Selected excerpt:
Watch and wait approach does not work for Lyme disease
There are doctors who do not treat Lyme disease (LD) longer than three weeks. Patients who remain ill are informed that they suffer from Post-Treatment Lyme Disease Syndrome (PTLDS). PTLDS is described as: "persistent symptoms, defined by either fatigue, musculoskeletal pain in at least three areas of the body, and/or cognitive complaints of difficulty finding words, focusing, concentrating or memory impairment and functional impairment on a Short Form (36) Health Survey (SF-36)." 
Physicians who prescribe no more than a three-week course of antibiotics will typically recommend watchful waiting rather than prescribing additional antibiotic treatment for patients suffering with persistent symptoms. However, two leading research groups have described the dangers in not taking action.
Investigators at Johns Hopkins University School of Medicine reported that 11 (14.47%) of their patients suffered from PTLDS at either the 6- or 12-month follow-up visit, despite receiving a one-time, 3-week course of doxycycline.  An additional 29 (38.16%) remained symptomatic. Only 36 (47.37%) of the Hopkins patients returned to their usual health at six and twelve months. 
More than 50% of the patients remained ill 6 to 12 months after their initial treatment for
Lyme disease, according to the Johns Hopkins study.

Work order 1: According to the Lyme disease article, how many of the Johns Hopkins patients returned to their usual health at six and twelve months?
Work order 2: Summarize the Lyme disease article in two sentences.
Work order 3: Continue the Lyme disease article from the point where it stops.

Provided records:
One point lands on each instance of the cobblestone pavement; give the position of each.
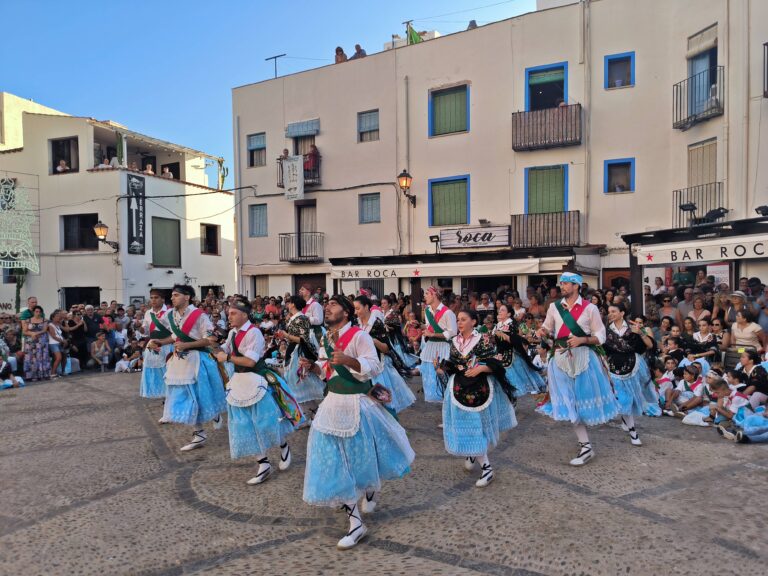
(91, 484)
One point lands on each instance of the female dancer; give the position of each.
(479, 400)
(402, 397)
(521, 372)
(624, 345)
(303, 385)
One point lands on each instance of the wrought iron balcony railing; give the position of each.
(301, 247)
(698, 98)
(548, 128)
(546, 230)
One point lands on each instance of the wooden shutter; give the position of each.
(546, 190)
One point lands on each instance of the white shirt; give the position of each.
(252, 344)
(589, 321)
(362, 349)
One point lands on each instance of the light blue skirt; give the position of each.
(256, 428)
(390, 378)
(431, 351)
(586, 399)
(308, 388)
(474, 433)
(523, 378)
(340, 470)
(198, 403)
(629, 388)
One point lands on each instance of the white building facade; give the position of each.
(164, 230)
(534, 144)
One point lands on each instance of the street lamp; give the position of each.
(404, 180)
(101, 230)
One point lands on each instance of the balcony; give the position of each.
(548, 128)
(311, 171)
(698, 98)
(707, 200)
(301, 247)
(547, 230)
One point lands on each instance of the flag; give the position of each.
(413, 36)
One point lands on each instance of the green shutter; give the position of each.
(546, 190)
(449, 111)
(449, 202)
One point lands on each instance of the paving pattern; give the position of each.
(91, 484)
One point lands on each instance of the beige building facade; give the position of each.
(164, 230)
(534, 144)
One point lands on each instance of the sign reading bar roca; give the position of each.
(733, 248)
(474, 237)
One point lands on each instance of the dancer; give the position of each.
(403, 361)
(195, 390)
(520, 369)
(255, 420)
(354, 443)
(313, 310)
(624, 345)
(303, 385)
(441, 327)
(578, 383)
(402, 397)
(153, 373)
(481, 400)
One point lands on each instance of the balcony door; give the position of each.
(306, 218)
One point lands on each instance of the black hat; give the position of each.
(344, 302)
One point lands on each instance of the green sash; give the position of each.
(160, 331)
(432, 322)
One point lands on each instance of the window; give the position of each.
(257, 220)
(368, 126)
(369, 208)
(449, 201)
(78, 232)
(546, 189)
(620, 70)
(209, 239)
(64, 150)
(166, 242)
(619, 175)
(449, 110)
(257, 150)
(546, 86)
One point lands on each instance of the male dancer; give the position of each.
(256, 422)
(354, 443)
(436, 345)
(153, 374)
(579, 384)
(195, 391)
(314, 311)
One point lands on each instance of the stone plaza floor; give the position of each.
(91, 484)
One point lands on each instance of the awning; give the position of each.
(714, 250)
(441, 269)
(306, 128)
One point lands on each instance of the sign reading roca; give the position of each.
(474, 237)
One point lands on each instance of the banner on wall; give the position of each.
(136, 214)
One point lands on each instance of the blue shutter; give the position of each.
(257, 220)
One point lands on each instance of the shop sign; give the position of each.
(707, 251)
(474, 237)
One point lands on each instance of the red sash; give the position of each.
(190, 321)
(240, 335)
(576, 312)
(437, 315)
(341, 344)
(152, 324)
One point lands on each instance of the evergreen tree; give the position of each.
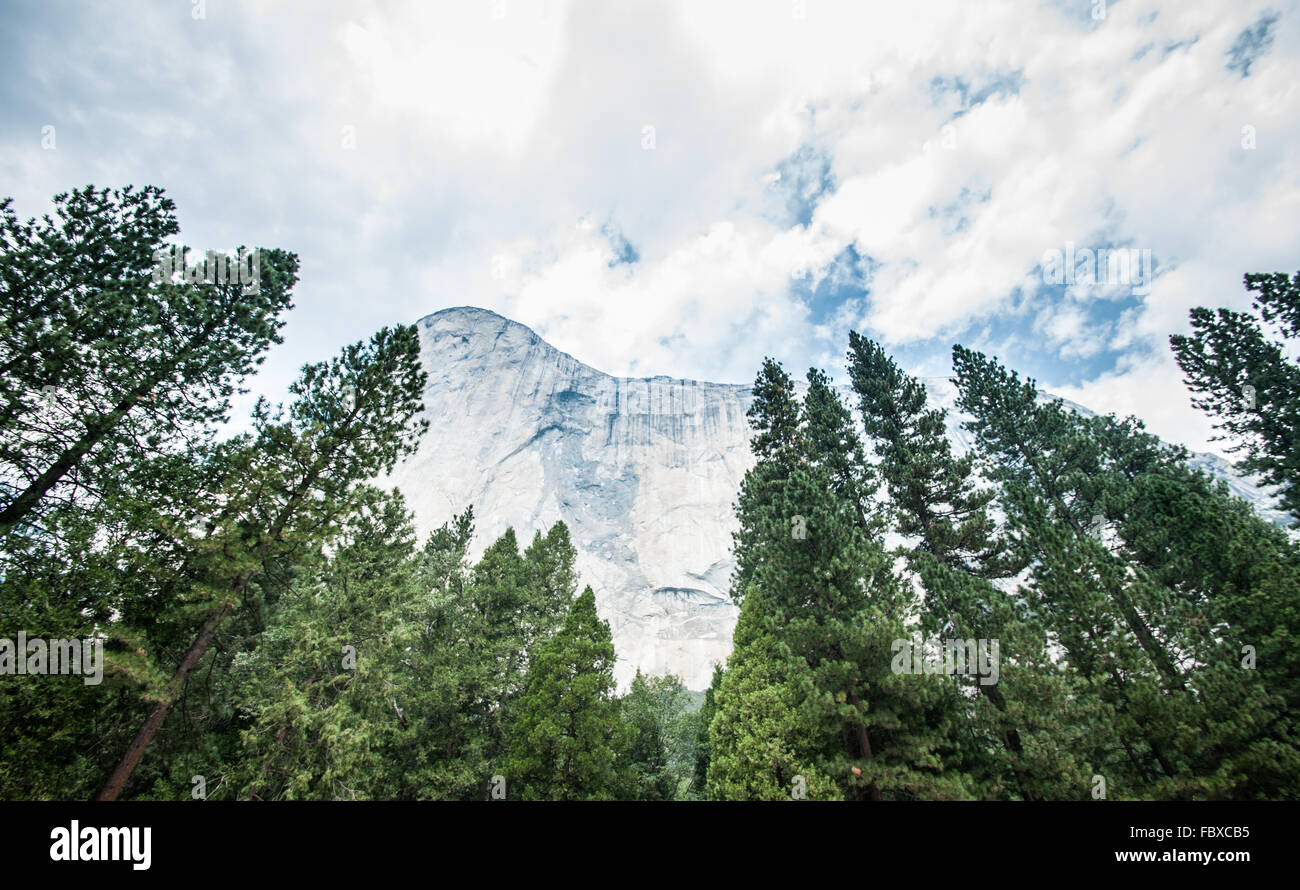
(291, 485)
(659, 758)
(567, 736)
(1244, 370)
(957, 555)
(1087, 499)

Exercise result 1: 36 patients (47.37%)

Exercise result 2: Some doctors treat Lyme disease for no longer than three weeks, tell patients who remain ill that they have Post-Treatment Lyme Disease Syndrome, and recommend watchful waiting rather than more antibiotics. A Johns Hopkins study found that more than 50% of patients given a one-time, 3-week course of doxycycline remained ill 6 to 12 months later.

Exercise result 3:
Meanwhile, investigators at New York Medical College (NYMC) looked at patients with culture-confirmed early Lyme disease, 11 to 20 years after they received antibiotic treatment. They found that 11% of patients, with a mean age of 45, suffered from PTLDS after receiving prompt treatment.  In addition, 66.2% of women and 73.7% of men in their study developed intercurrent co-morbidity. And 57.9% of women and 40.8% of men required intercurrent hospitalizations. The NYMC authors did not disclose whether any of their patients’ intercurrent illnesses or hospitalizations were related to Lyme disease.
Retreatment approach to Lyme disease
The Johns Hopkins investigators pointed out that physicians in actual practice are retreating patients with antibiotics despite recommendations by some in the medical community to simply take the watch and wait approach. “The use of short-term antibiotic retreatment in the early, post-treatment phase of Lyme disease has yet to be formally tested, although it may be widely applied in clinical practice.” [3,4]
A study, in fact, exploring the health insurance claims database confirmed that retreatment is widely practiced.  The database identified 488 doctors who prescribed longer courses of antibiotics with 18% of Lyme disease patients prescribed long-term antibiotics for an average of 86 days. The study also found 43% of patients were switched from one antibiotic to another, while 18% were prescribed combinations of antibiotics.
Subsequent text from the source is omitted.